Given records START

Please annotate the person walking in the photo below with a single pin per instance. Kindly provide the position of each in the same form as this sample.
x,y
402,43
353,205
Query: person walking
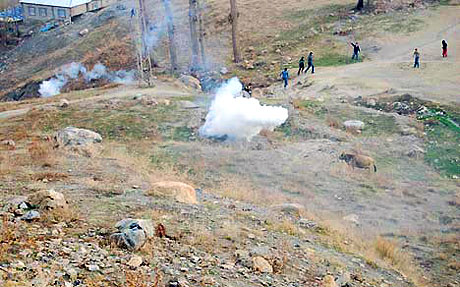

Given records END

From the records above, pick out and copy each line holding the word "person".

Please annotate the person walking in the photo below with a single pin per instance. Kindly provide the position of each in the same form as this sample.
Query: person walking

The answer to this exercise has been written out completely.